* **Exercise task 1**: Print the part of the voice conversion passage that begins at the words "A number of" and ends after the words "Uebel and P. C.".
* **Exercise task 2**:
Answer these from the voice conversion passage:
(a) What does U.S. Pat. No. 5,970,459 provide?
(b) What drawback of maximum likelihood linear regression restricts its usage?
(c) What is a formant related to?

** start of Extract provided **

Text to Speech (TTS) technology is able to convert text information
into voice information. U.S. Pat. No. 5,970,459 provides a method
for converting movie subtitles into local voices with TTS
technology. The method analyzes the original voice data and the
shape of the lips of the original speaker, converts text
information into voice information with the TTS technology, then
synchronizes the voice information according to the motion of the
shape of lip, thereby establishing a dubbed effect in the movie.
Such a scheme, however, does not make use of voice morphing
technology to make the synthesized voices similar to the role
players' original voices, so that the resulting dubbed effect
differs greatly from the acoustic features of the original
voice.
The voice morphing technology can convert the voice of an original
speaker into that of a target speaker. In prior art, the frequency
warping method is often used for converting the sound frequency
spectrum of an original speaker into that of a target speaker, such
that the corresponding voice data can be produced according to the
acoustic features of the target speaker including speaking speed
and tone. The frequency warping technology is a method for
compensating for the difference between the sound frequency
spectrums of different speakers, which is widely applied to the
field of speech recognition and voice conversion. In light of the
frequency warping technology, given a frequency spectrum section of
a voice, the method generates a new frequency spectrum section by
applying a frequency warping function, making the voice of one
speaker sound like that of another speaker.
A number of automatic training methods for discovering a
good-performance frequency warping function have been proposed in
prior art. One method is maximum likelihood linear regression. The
description of the method may be referred to: L. F. Uebel and P. C.
Woodland, "An investigation into vocal tract length normalization",
EUROSPEECH' 99, Budapest, Hungary, 1999, pp. 2527-2530. However,
this method needs a great amount of training data, which restricts
its usage in many application situations.
Another method is to perform voice conversion with the formant
mapping technology. The description of the method may be referred
to: Zhiwei Shuang, Raimo Bakis, Yong Qin, "Voice Conversion Based
on Mapping Formants" in Workshop on Speech to Speech Translation,
Barcellona, June 2006. In particular, the method obtains a
frequency warping function according to the relationship between
the formants of a source speaker and a target speaker. A formant
refers to some frequency areas with heavier sound intensity formed
in the sound frequency spectrum due to the resonance of the vocal
tract itself during pronunciation. A formant is related to the
shape of the vocal tract so that the formant of each person is
usually different. The formants of different speakers may be used
for representing acoustic differences between different speakers.

** end of Extract provided **
** start of Data **

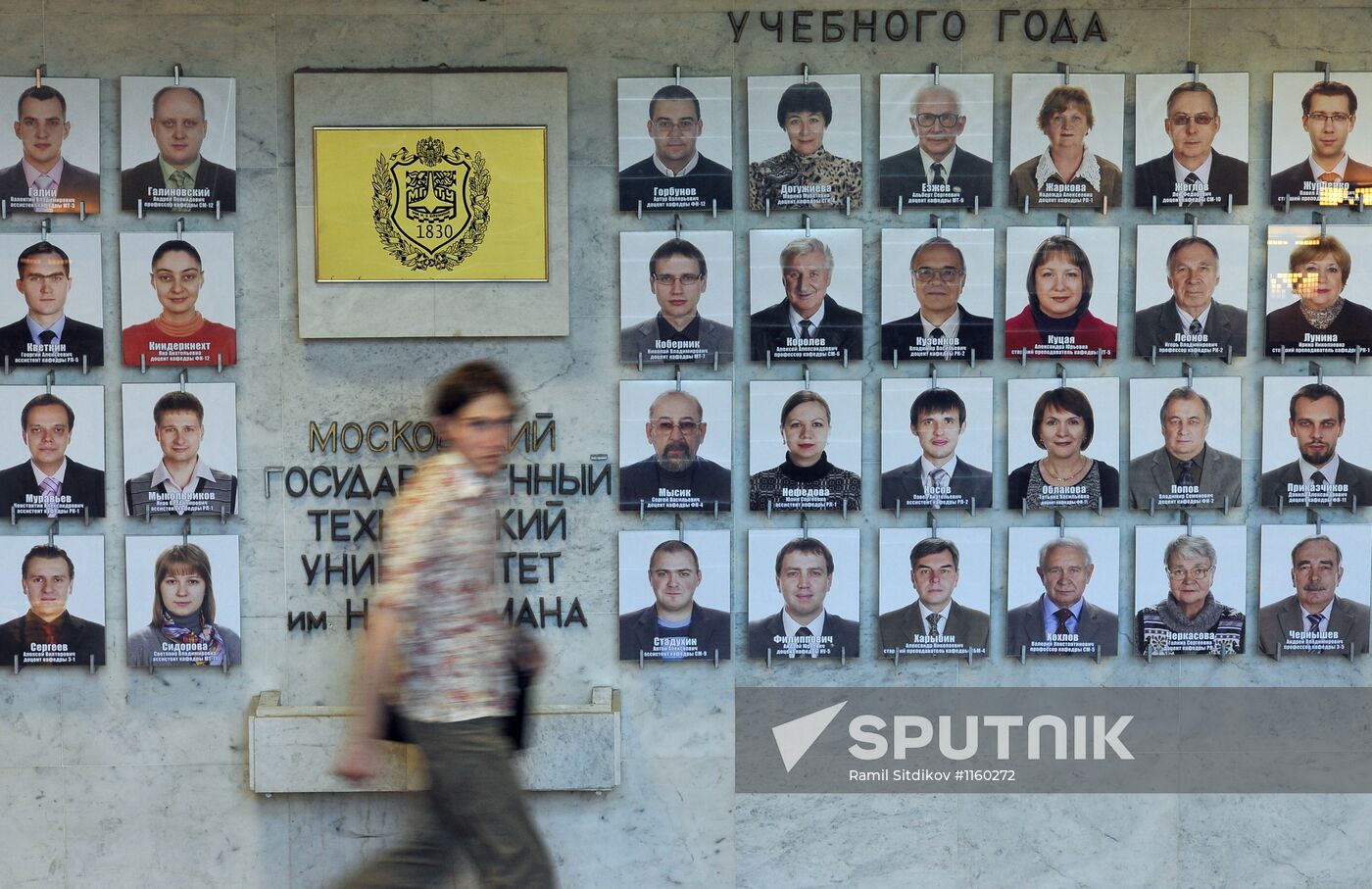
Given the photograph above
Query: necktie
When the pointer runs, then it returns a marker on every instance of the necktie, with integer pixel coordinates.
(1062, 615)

** end of Data **

* **Exercise answer 1**:
A number of automatic training methods for discovering a
good-performance frequency warping function have been proposed in
prior art. One method is maximum likelihood linear regression. The
description of the method may be referred to: L. F. Uebel and P. C.

* **Exercise answer 2**:
(a) A method for converting movie subtitles into local voices with TTS technology.
(b) It needs a great amount of training data.
(c) The shape of the vocal tract.